If tokenizer support is not installed, you can still drive the model with raw token ids:

. .venv/bin/activate
tinygrad-gemma \
  --model-dir /path/to/google-gemma-4-checkpoint \
  --prompt-tokens 2,106,1234 \
  --device auto \
  --beam max \
  --max-new-tokens 16

On CPU and Python backends, nonzero beam settings automatically set tinygrad PARALLEL to the local CPU count if it was unset. The default --beam max value is 4; override it with TINYGRAD_GEMMA_MAX_BEAM.

Gemma 4 Matrix Workflow

Download the official Hugging Face checkpoints for every supported Gemma 4 size:

. .venv/bin/activate
python scripts/download_gemma4_matrix.py --sizes E2B E4B 26B-A4B 31B

Create repo-native row-wise int8 checkpoints beside the downloaded bf16 checkpoints:

. .venv/bin/activate
python scripts/quantize_gemma4_matrix.py --sizes E2B E4B 26B-A4B 31B

Run a cheap Metal load/generate preflight across every size and native format:

. .venv/bin/activate
python scripts/benchmark_gemma4_matrix.py \
  --sizes E2B E4B 26B-A4B 31B \
  --formats bf16 int8 \
  --devices METAL \
  --beams 1 \
  --max-new-tokens 1 \
  --out benchmarks/gemma4-metal-preflight.csv

Run a long Metal sample. This generates exactly 1000 new tokens because the benchmark disables EOS stopping, and it writes progress to benchmarks/gemma4-metal-1000.csv.progress.jsonl while the row is running:

. .venv/bin/activate
python scripts/benchmark_gemma4_matrix.py \
  --sizes E2B \
  --formats int8 \
  --devices METAL \
  --beams 1 \
  --max-new-tokens 1000 \
  --out benchmarks/gemma4-metal-1000.csv \
  --progress-every 100

The machine-specific speed envelope and local optimization gates are recorded in benchmarks/gemma4-metal-speed-targets.md. The short version: optimized Apple Silicon runtimes should reach tens to 100+ tokens/sec on this M5 Max depending on model size, while this repo's current tinygrad decode path is still below the first usable long-run target.

For same-session baseline/candidate comparisons, use the paired decode benchmark helper. It accepts a baseline target, a candidate target, and forwards benchmark arguments after --; when the default evo benchmark is absent from main, it resolves it from the baseline evo worktree. Replace exp_0013 with the candidate experiment worktree you want to compare:

. .venv/bin/activate
python scripts/paired_e2b_decode_benchmark.py \
  --baseline-target .evo/run_0000/worktrees/exp_0005/tinygrad_gemma/model.py \
  --candidate-target .evo/run_0000/worktrees/exp_0013/tinygrad_gemma/model.py \
  --out benchmarks/paired-exp0005-exp0013-hash16.json \
  --label exp0005-vs-exp0013-hash16 \
  -- \
  --max-new-tokens 16 \
  --decode-warmup-tokens 4 \
  --min-score 5.0

The helper writes both child benchmark payloads plus absolute/relative score deltas. The child benchmark stdout must be JSON containing a finite numeric score; NaN and infinities are rejected rather than recorded. Add --min-delta <float> before -- to make the helper exit nonzero after writing the JSON artifact when the candidate delta is below a required floor. Treat very short paired runs as smoke tests; throughput claims still require durable benchmark artifacts under benchmarks/ and the longer evo gates.

PROBLEMS TO WORK ON -
1. Name every Python script under scripts/ that the Gemma 4 instructions above run.
2. Rewrite the records from the line containing "for the sloped" through the final record line, swapping "photo" for "image" and leaving all other text unchanged.

ENTRIES SHOWN -
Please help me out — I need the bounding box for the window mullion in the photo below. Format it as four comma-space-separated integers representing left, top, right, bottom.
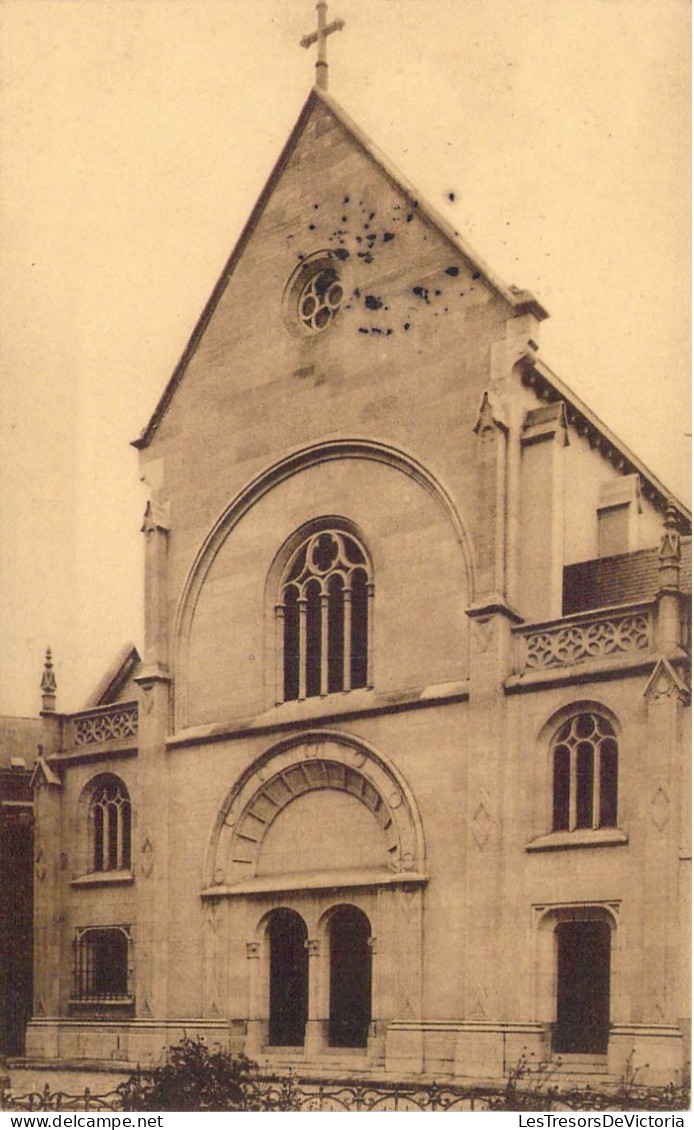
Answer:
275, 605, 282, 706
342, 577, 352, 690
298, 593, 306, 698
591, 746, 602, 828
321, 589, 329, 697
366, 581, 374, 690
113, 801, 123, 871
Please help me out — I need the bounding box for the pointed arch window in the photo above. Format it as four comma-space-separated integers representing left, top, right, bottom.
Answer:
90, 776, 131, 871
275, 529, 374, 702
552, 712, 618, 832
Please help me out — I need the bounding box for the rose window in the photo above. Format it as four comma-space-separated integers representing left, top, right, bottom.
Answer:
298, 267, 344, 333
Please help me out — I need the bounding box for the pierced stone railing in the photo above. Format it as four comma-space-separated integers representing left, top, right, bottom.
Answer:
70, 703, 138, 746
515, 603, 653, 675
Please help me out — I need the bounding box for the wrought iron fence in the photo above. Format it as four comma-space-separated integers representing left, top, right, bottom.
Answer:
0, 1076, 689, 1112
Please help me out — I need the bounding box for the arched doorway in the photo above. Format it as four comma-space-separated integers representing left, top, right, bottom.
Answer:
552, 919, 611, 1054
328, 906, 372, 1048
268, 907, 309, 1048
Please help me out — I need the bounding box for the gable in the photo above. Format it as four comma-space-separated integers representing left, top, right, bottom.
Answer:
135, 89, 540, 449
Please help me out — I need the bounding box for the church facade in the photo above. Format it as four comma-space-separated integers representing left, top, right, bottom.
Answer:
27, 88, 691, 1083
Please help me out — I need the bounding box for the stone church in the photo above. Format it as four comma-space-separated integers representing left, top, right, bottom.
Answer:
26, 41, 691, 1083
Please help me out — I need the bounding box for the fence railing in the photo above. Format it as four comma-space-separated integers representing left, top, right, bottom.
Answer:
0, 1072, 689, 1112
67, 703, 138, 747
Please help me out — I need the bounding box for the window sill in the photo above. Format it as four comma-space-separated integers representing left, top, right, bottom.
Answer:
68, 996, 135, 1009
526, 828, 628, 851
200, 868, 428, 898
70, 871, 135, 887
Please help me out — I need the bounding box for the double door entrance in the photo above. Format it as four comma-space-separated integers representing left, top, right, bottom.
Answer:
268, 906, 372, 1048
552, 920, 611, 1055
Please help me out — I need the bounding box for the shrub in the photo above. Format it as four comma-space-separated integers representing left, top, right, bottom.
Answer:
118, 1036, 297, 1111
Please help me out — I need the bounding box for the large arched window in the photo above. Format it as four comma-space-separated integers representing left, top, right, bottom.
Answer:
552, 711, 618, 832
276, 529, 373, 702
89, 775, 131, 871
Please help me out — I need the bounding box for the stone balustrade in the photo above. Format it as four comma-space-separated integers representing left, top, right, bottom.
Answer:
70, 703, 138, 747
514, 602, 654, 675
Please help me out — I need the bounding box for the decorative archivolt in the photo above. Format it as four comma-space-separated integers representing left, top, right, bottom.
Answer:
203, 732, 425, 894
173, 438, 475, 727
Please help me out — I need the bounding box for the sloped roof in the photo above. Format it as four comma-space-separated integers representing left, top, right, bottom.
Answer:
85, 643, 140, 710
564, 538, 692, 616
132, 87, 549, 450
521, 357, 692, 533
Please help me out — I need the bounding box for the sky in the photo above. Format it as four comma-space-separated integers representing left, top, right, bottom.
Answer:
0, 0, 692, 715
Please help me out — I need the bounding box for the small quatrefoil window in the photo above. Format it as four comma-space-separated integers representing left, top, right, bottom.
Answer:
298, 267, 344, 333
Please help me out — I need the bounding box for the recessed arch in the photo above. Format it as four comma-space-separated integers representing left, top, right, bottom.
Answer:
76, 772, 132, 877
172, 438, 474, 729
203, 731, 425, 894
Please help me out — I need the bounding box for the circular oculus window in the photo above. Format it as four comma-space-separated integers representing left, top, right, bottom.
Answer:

RESPONSES PER TASK -
1. download_gemma4_matrix.py, quantize_gemma4_matrix.py, benchmark_gemma4_matrix.py, paired_e2b_decode_benchmark.py

2.
Please help me out — I need the bounding box for the sloped roof in the image above. Format it as four comma-space-separated integers representing left, top, right, bottom.
Answer:
85, 643, 140, 710
564, 538, 692, 616
132, 87, 549, 450
521, 357, 692, 533
Please help me out — I need the bounding box for the sky in the image above. Format it as four comma-space-separated integers representing left, top, right, bottom.
Answer:
0, 0, 692, 715
Please help me out — I need the bounding box for the small quatrefoil window in the image above. Format it as four comma-space-separated integers representing left, top, right, bottom.
Answer:
298, 267, 344, 333
Please help me out — I need the bounding box for the recessed arch in the image above. Format it as four comma-space-separated integers representing left, top, right, bottom.
Answer:
76, 772, 132, 877
172, 438, 474, 729
203, 731, 425, 894
Please help me out — I need the bounding box for the circular oculus window in the image above. Format it as four comma-space-separated integers representing left, top, right, bottom.
Answer:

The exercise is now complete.